Requirements = Continue the text on arbitration agreements in Nigeria from the point where it stops.

Passage to read =
Arbitration Agreements in Nigeria

Arbitration Agreements in Nigeria

An arbitration agreement is simply an agreement between the parties to refer any or all current or future disputes arising from their legal relationship (whether or not arising from a contract) to a neutral person or persons for the purpose of determining their respective rights and liabilities in relation to the dispute under reference.

Part 1 of the ACA provides for arbitration agreement and it spans from Sections 1 to 5. An arbitration agreement can be in the form of a separate contract or a reference in a contract to any document containing an arbitration provision, as long as the contract is written and the reference is such that the clause becomes part of the contract.

The parties’ intent to submit disputes arising out of their contractual agreements to Arbitration has long been upheld by Nigerian courts. In Kano State Urban Development Board v. Fanz Construction Ltd, The Nigerian Supreme Court held that “the defendant having allowed the arbitrator to embark on the whole reference, having regard to the agreement of reference between the parties to this case and without any objection, it is now no longer open to him to challenge the authority of the arbitrator to take the reference.”

Nature of a Valid Arbitration Agreement

The ACA allows for the agreement to be in a form that is not essentially signed by the parties by stating in Section 1(1) that the “arbitration agreement shall be in writing in a document signed by the parties, or in an exchange of letters, telex, telegram, or other means of communication which provides a record of the arbitration agreement.”

Data listing =
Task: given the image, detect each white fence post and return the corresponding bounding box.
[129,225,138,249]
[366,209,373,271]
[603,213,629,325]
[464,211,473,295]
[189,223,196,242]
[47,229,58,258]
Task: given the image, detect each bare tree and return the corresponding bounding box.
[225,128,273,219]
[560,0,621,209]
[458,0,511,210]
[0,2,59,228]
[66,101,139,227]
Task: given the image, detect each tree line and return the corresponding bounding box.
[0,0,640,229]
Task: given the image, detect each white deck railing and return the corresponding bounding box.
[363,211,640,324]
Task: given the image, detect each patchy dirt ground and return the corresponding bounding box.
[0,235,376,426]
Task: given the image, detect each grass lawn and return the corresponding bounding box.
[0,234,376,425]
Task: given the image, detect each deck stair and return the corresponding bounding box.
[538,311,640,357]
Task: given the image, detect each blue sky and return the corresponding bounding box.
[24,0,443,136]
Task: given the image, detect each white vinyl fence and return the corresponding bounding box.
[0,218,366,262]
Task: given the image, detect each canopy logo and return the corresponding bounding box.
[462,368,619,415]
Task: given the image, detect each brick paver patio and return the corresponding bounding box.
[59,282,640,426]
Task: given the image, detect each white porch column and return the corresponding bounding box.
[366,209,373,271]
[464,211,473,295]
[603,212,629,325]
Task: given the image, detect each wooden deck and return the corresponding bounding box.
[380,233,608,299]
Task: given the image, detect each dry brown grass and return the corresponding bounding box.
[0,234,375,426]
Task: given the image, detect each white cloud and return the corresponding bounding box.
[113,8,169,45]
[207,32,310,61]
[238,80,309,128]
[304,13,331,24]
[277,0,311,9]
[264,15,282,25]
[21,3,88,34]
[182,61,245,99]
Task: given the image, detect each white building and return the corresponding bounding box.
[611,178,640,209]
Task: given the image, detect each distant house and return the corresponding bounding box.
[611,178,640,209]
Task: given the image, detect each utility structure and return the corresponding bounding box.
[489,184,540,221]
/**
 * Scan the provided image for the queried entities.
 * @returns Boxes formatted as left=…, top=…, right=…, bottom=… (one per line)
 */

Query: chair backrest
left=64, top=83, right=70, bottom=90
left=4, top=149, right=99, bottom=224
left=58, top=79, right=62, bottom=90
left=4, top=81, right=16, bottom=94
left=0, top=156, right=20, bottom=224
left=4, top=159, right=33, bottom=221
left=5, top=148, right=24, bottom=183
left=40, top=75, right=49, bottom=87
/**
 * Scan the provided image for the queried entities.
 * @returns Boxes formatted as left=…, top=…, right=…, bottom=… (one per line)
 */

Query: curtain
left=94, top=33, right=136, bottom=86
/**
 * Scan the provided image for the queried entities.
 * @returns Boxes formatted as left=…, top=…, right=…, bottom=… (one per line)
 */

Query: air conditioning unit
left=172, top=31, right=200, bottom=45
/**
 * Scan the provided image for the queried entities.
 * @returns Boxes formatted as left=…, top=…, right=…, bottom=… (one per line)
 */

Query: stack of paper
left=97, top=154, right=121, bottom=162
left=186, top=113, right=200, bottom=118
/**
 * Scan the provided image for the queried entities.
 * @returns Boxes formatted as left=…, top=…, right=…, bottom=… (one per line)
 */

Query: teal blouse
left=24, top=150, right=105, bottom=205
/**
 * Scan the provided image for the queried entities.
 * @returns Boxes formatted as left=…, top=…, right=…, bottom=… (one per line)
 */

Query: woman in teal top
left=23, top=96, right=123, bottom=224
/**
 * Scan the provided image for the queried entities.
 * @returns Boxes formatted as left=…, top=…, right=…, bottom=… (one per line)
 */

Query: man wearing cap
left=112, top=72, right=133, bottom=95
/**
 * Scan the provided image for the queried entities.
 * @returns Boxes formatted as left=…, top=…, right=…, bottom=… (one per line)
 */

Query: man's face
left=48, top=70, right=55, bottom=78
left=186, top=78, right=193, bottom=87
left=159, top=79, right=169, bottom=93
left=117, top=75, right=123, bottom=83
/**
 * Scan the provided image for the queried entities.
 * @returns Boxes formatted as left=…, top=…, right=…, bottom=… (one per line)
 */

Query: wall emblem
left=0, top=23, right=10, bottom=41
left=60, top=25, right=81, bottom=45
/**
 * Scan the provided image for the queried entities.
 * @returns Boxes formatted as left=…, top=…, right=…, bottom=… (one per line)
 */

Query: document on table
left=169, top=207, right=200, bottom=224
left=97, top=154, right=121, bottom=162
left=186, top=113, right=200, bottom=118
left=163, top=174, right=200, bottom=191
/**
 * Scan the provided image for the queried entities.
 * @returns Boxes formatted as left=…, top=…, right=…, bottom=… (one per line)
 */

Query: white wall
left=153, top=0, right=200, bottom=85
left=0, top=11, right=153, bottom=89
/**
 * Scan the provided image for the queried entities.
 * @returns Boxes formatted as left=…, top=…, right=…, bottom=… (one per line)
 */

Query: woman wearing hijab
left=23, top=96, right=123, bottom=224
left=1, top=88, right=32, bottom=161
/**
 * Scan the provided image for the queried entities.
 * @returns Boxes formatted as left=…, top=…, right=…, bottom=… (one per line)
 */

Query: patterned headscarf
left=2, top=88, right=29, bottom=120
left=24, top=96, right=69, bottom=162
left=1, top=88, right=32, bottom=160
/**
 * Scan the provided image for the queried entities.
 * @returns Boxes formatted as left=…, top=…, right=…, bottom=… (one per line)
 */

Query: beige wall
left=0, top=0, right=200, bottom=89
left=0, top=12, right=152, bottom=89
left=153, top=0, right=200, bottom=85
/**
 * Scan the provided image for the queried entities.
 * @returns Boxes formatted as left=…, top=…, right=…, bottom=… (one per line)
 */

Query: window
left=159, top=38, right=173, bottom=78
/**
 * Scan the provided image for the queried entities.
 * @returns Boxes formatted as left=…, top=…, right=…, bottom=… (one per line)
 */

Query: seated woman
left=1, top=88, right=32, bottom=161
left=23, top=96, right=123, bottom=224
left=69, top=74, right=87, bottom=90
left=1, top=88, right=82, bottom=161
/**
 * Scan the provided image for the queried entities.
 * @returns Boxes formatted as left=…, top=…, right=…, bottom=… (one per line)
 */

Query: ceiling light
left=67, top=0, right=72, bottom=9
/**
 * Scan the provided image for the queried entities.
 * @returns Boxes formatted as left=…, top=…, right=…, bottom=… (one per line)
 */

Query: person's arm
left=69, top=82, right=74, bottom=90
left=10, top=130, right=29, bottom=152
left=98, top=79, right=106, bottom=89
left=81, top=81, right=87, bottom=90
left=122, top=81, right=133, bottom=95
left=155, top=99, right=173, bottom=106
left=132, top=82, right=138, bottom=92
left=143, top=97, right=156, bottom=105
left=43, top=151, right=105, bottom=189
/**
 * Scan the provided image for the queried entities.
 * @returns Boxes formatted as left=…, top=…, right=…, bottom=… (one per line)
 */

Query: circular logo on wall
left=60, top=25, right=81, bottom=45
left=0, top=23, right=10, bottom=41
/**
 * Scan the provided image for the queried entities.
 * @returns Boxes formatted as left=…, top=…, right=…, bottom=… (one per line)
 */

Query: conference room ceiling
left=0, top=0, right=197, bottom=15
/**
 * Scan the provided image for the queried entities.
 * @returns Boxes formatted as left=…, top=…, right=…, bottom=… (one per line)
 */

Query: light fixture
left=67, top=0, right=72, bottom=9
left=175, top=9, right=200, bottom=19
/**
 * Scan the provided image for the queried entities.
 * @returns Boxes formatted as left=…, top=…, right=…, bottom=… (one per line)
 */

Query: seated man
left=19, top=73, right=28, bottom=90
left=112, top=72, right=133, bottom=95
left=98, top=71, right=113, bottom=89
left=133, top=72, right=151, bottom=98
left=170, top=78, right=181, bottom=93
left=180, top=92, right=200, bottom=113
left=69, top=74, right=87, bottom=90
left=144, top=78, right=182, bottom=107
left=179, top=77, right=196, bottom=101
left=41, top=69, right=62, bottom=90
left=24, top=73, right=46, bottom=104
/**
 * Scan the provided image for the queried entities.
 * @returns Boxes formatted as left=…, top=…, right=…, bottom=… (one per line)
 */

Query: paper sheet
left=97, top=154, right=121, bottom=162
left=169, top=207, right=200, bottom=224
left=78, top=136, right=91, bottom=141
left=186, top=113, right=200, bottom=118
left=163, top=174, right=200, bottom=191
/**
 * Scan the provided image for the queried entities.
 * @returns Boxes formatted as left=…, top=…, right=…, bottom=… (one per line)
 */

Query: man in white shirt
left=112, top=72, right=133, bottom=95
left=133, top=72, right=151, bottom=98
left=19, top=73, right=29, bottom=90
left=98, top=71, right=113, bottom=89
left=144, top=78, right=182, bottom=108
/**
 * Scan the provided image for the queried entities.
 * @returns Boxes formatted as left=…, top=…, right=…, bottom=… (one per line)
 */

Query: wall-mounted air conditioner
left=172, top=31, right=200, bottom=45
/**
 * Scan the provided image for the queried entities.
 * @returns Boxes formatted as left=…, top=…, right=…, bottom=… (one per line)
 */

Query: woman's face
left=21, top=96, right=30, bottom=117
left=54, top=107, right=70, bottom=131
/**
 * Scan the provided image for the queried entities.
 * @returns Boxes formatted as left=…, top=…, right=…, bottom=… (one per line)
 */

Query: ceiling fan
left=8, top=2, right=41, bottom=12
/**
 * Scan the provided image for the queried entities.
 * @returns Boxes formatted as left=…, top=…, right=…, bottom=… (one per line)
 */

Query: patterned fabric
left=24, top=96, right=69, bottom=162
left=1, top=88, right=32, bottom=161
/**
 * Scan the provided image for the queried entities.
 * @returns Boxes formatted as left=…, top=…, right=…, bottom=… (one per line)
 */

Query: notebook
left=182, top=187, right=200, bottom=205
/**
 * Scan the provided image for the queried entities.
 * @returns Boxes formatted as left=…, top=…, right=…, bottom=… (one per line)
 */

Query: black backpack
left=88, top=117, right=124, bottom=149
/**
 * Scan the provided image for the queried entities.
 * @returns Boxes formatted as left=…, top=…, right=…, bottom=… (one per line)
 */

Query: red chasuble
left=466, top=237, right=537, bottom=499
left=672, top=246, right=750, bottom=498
==
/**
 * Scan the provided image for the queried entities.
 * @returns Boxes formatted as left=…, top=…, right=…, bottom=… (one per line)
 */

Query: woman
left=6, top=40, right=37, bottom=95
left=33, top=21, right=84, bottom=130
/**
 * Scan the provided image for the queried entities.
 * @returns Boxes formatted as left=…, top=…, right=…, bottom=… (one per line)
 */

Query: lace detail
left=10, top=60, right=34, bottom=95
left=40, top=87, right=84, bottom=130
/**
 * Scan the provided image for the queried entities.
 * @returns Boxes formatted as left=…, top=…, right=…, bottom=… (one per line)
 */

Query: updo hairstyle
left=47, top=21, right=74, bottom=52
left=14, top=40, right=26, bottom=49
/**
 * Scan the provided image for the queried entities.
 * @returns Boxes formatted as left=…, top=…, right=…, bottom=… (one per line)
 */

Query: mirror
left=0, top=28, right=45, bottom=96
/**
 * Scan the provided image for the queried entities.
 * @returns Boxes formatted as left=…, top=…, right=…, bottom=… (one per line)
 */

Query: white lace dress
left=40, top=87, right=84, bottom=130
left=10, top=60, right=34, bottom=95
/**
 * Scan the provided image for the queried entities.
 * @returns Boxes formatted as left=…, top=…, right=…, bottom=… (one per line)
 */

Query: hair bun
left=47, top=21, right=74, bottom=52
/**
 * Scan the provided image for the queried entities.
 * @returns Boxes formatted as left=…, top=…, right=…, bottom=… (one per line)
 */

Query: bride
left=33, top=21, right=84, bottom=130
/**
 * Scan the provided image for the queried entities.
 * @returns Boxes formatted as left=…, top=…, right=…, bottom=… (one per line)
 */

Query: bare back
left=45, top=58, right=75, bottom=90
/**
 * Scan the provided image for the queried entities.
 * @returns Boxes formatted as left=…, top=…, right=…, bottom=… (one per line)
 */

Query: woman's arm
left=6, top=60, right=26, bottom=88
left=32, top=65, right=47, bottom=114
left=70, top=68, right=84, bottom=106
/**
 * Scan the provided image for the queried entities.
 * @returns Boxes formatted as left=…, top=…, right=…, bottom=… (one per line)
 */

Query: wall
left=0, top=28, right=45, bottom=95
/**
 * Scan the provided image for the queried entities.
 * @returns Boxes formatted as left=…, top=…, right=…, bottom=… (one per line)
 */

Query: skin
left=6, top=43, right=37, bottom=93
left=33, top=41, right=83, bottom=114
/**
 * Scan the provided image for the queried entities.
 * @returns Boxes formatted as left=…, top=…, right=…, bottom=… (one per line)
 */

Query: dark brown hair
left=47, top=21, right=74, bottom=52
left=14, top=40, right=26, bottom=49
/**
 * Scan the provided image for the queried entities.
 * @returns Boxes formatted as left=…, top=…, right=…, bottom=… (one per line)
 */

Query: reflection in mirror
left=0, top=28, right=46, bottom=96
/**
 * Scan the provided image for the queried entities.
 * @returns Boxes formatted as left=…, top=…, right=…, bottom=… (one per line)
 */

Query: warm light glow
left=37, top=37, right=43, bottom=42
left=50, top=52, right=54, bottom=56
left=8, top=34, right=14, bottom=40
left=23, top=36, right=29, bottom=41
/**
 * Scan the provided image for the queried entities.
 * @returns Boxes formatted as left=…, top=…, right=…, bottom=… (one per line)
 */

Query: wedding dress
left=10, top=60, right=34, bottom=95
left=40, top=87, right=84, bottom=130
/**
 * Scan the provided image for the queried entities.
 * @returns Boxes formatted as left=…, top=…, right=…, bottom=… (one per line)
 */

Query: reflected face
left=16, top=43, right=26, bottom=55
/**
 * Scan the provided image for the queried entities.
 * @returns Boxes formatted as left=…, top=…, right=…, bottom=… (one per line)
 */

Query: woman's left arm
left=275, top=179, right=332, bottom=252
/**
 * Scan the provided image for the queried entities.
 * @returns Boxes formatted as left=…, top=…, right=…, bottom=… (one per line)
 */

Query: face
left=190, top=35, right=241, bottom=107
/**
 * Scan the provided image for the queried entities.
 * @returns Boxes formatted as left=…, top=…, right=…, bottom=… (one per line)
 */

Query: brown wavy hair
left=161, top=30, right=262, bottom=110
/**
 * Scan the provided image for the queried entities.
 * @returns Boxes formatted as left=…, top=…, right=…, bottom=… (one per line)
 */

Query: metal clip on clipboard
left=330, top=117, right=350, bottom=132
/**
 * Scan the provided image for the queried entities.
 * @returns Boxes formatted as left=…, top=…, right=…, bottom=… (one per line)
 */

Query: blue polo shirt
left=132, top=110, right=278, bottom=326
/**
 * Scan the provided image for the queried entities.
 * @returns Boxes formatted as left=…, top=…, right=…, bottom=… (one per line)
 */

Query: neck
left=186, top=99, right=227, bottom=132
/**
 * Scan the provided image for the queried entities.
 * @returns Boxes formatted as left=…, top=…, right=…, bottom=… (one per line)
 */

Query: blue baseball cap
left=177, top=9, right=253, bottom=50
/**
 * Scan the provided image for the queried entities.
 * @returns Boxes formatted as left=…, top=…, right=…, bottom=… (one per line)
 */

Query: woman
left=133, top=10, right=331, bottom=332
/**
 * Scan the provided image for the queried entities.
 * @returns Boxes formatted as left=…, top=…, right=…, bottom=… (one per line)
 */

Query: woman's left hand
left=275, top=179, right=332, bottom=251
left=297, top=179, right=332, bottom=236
--
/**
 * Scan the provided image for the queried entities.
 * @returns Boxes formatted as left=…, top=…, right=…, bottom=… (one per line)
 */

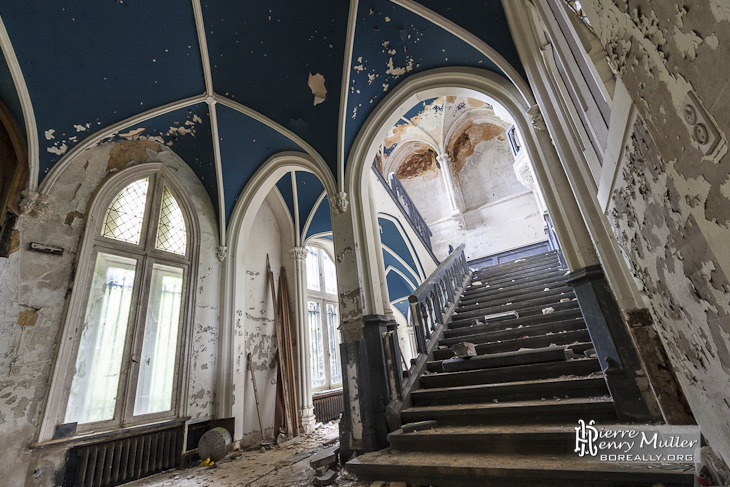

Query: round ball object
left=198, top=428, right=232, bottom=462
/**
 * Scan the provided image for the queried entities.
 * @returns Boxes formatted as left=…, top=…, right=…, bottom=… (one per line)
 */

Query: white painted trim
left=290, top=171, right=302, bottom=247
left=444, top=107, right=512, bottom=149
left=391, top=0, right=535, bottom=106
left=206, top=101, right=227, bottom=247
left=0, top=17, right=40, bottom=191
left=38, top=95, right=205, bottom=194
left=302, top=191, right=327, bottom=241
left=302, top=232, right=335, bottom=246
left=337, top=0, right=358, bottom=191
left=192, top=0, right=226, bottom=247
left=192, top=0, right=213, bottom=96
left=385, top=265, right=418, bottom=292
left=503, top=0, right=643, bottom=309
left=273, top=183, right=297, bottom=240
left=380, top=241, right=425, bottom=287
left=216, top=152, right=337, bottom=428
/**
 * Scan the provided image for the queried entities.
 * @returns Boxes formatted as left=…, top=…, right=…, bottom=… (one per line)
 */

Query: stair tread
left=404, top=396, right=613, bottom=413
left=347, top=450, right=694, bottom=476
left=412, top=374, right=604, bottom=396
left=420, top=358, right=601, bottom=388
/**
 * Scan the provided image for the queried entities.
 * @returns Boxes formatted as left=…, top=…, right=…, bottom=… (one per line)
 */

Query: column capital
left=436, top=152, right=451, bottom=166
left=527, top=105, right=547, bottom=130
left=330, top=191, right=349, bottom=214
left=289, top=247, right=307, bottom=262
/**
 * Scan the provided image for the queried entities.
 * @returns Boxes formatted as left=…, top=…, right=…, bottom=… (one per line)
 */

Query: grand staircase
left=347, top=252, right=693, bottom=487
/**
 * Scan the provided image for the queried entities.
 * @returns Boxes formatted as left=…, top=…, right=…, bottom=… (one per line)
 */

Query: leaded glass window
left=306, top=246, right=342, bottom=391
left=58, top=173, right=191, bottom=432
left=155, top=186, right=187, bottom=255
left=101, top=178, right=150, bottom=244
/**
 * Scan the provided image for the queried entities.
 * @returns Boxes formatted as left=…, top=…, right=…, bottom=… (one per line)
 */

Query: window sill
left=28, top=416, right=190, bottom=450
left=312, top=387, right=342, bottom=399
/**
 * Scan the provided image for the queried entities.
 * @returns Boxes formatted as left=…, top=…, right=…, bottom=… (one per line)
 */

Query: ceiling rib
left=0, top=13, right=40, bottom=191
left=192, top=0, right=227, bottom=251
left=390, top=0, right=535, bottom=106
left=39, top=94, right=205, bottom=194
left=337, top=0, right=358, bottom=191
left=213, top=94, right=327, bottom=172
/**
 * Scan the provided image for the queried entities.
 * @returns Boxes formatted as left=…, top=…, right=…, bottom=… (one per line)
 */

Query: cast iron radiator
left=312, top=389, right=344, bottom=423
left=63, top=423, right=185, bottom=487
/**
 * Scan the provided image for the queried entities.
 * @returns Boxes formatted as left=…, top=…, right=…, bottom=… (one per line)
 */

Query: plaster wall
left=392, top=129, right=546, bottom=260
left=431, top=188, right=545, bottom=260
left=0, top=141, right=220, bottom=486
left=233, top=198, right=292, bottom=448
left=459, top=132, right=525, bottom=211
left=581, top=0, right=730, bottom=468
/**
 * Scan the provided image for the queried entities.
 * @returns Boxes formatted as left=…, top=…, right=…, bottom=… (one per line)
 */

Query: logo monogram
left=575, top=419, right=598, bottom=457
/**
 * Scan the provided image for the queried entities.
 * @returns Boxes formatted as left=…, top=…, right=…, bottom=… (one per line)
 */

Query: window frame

Task result =
Although there may or may not have been an arbitration agreement, the ACA envisions a situation in which one party alleges the existence of an arbitration agreement, and the other party does not deny that allegation in the exchange of pleadings between the parties.

The rationale for this is simple: in the exchange and settlement of pleadings, as well as in adducing evidence, what is asserted by one party in a document served on the other, and which allegation is not rejected by the opposing party, is believed to have been conceded, or at the very least not in dispute.

Except the parties agree otherwise or by leave of the court, an arbitration agreement is irrevocable unless a contrary intention is expressed by virtue of Section 2. The ACA goes further to provide that an arbitration agreement cannot be revoked or invalidated even if one of the parties dies. In the case that one of the parties dies, the agreement will be enforceable against the deceased’s personal representatives.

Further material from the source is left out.